The deduction for casualty and theft losses of employee property and personal-use property is limited. A loss on employee property is subject to the 2% rule, discussed next. A loss on property you own for your personal use is subject to the $100 and 10% rules discussed later. The $100 and 10% rules are also summarized in Table 2.

Table 2. Deduction Limit Rules for Personal-Use Property

Losses on business property (other than employee property) and income-producing property are not subject to these rules.

2% Rule

The casualty and theft loss deduction for employee property, when added to your job expenses and most other miscellaneous itemized deductions on Schedule A (Form 1040), must be reduced by 2% of your adjusted gross income. Employee property is property used in performing services as an employee.

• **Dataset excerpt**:

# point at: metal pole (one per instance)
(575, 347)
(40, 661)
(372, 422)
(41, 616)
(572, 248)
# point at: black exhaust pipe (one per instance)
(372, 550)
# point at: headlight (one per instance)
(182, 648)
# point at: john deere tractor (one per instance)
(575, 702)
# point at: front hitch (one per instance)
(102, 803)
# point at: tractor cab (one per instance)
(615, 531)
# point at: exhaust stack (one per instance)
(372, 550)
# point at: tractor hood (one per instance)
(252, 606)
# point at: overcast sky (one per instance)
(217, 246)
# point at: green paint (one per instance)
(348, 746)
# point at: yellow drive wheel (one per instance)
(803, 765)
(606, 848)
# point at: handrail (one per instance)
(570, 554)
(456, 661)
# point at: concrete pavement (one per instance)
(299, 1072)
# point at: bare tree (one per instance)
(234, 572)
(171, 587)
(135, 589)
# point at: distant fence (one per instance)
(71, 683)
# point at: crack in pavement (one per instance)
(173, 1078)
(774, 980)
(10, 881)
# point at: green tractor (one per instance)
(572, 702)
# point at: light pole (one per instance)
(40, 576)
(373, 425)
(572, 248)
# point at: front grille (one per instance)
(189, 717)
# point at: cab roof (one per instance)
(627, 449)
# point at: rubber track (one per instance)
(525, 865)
...
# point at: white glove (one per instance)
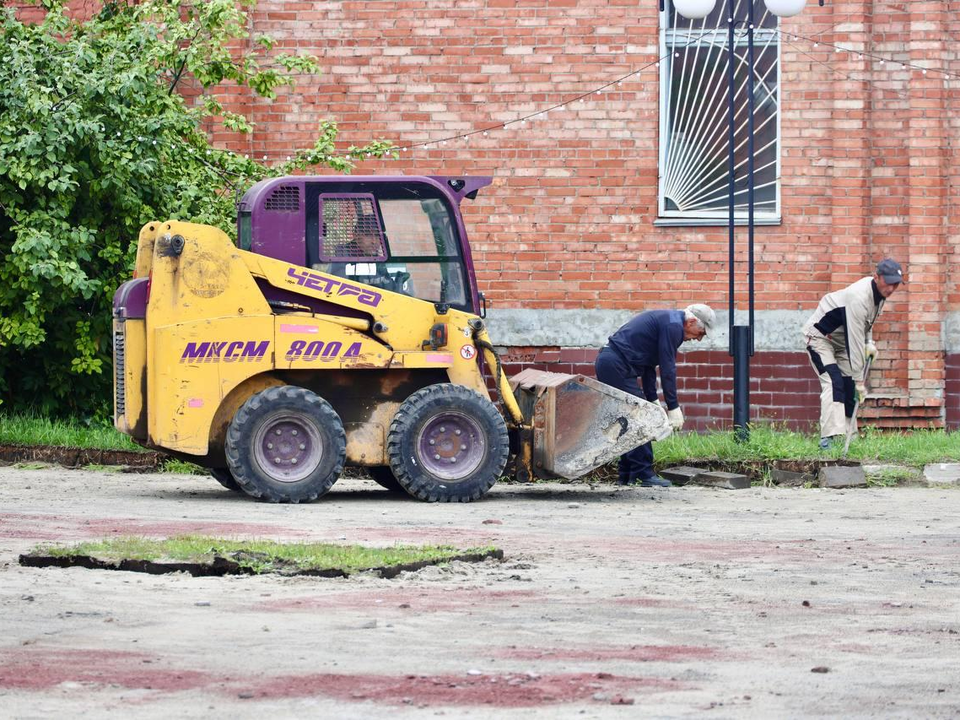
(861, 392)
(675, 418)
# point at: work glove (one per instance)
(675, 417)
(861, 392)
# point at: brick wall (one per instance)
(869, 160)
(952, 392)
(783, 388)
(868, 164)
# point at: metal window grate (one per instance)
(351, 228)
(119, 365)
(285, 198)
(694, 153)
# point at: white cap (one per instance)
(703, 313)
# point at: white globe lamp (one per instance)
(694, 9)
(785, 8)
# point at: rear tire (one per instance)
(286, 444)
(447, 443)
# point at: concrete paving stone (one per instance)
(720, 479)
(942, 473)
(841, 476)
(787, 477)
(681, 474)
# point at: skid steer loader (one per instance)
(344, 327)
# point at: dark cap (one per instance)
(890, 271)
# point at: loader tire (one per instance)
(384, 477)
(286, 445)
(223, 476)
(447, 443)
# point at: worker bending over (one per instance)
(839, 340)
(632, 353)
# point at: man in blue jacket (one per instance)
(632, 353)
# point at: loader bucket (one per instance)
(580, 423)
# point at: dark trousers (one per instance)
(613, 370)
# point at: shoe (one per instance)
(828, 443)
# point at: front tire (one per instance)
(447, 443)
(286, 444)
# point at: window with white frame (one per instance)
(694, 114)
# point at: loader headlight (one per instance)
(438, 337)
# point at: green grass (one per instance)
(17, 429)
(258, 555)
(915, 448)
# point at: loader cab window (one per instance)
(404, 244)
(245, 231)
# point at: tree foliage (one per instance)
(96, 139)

• **TO DO**:
A - Will you copy the casualty loss passage word for word, from "The deduction for" to "in Table 2."?
B - Answer these questions about the casualty loss passage:
(i) Which rule applies to a loss on employee property?
(ii) Which losses are not subject to these deduction limit rules?
(iii) How does the passage define employee property?
C - Can you extend the casualty loss passage, starting after its final sentence?

• **EXPECTED RESPONSES**:
A -
The deduction for casualty and theft losses of employee property and personal-use property is limited. A loss on employee property is subject to the 2% rule, discussed next. A loss on property you own for your personal use is subject to the $100 and 10% rules discussed later. The $100 and 10% rules are also summarized in Table 2.

B -
(i) The 2% rule.
(ii) Losses on business property (other than employee property) and income-producing property.
(iii) Property used in performing services as an employee.

C -
$100 Rule

After you have figured your casualty or theft loss on personal-use property, as discussed earlier, you must reduce that loss by $100. This reduction applies to each total casualty or theft loss. It does not matter how many pieces of property are involved in an event. Only a single $100 reduction applies.

Example. You have $250 deductible collision insurance on your car. The car is damaged in a collision. The insurance company pays you for the damage minus the $250 deductible. Your casualty loss for the collision is $150 ($250 - $100) because the first $100 of a casualty loss on personal-use property is not deductible.

Single event. Generally, events closely related in origin cause a single casualty. It is a single casualty when the damage is from two or more closely related causes, such as wind and flood damage caused by the same storm. A single casualty may also damage two or more pieces of property, such as a hailstorm that damages both your home and your car parked in your driveway.

Example 1. A thunderstorm destroyed your pleasure boat. You also lost some boating equipment in the storm. Your loss was $5,000 on the boat and $1,200 on the equipment. Your insurance company reimbursed you $4,500 for the damage to your boat. You had no insurance coverage on the equipment. Your casualty loss is from a single event and the $100 rule applies once. Figure your loss before applying the 10% rule (discussed later) as follows.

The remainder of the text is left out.